#### TEXT TO READ:
--------------------------------------------------
In another example, FIG. 6 shows top, front and back views of radiation pattern for the first antenna element 110 of the antenna 100a of FIG. 4A when the second antenna element 120 is OFF. Such a pattern is shown to include nulls at approximately 0, −180 degrees, and a maximum gain at approximately 90 degrees for the first antenna element 110 and at approximately −90 degrees for the second antenna element 120.

In yet another example, FIG. 7 shows a gain plot for the first antenna element 110 of the antenna 100a of FIG. 4A when the second antenna element 120 is OFF. Such a plot is shown to include nulls at approximately 0, −180 degrees, and a maximum gain at approximately −90 degrees for the first antenna element 110 and at approximately 90 degrees for the second antenna element 120.

In yet another example, FIG. 8 shows top, front and back views of radiation pattern for the second antenna element 120 of the antenna 100a of FIG. 4A when the first antenna element 110 is OFF. Such a pattern is shown to include nulls at approximately 0, −180 degrees, and a maximum gain at approximately −90 degrees for the first antenna element 110 and at approximately 90 degrees for the second antenna element 120.
--------------------------------------------------
#### DATA SHOWN:
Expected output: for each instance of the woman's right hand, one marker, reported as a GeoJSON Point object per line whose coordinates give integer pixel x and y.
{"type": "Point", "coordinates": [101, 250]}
--------------------------------------------------
#### INSTRUCTION:
Reproduce the antenna passage, everything from "In another example, FIG." down to "approximately −90 degrees for the second antenna element 120.", changing "nulls" to "minima".

#### OUTPUT OF THE EXERCISE:
In another example, FIG. 6 shows top, front and back views of radiation pattern for the first antenna element 110 of the antenna 100a of FIG. 4A when the second antenna element 120 is OFF. Such a pattern is shown to include minima at approximately 0, −180 degrees, and a maximum gain at approximately 90 degrees for the first antenna element 110 and at approximately −90 degrees for the second antenna element 120.